— WHAT IS BEING ASKED —
In your copy, reproduce each entry exactly and leave out the pictures.

— PROVIDED INFORMATION —
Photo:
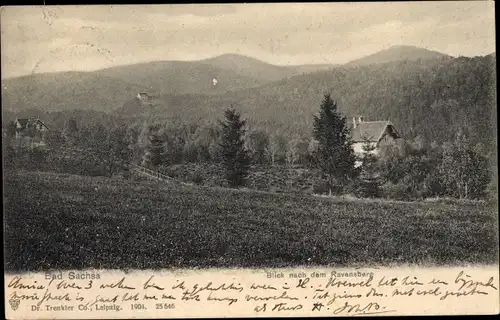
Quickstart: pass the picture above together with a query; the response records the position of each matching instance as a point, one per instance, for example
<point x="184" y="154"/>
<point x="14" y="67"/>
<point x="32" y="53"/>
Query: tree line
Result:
<point x="408" y="169"/>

— RESPONSE TO THIS TASK —
Photo:
Quickstart: pass the picture above together with a query; the response records the position of each matching instance as a point, one per instance, for example
<point x="184" y="154"/>
<point x="14" y="67"/>
<point x="32" y="53"/>
Query: tree line
Result:
<point x="408" y="169"/>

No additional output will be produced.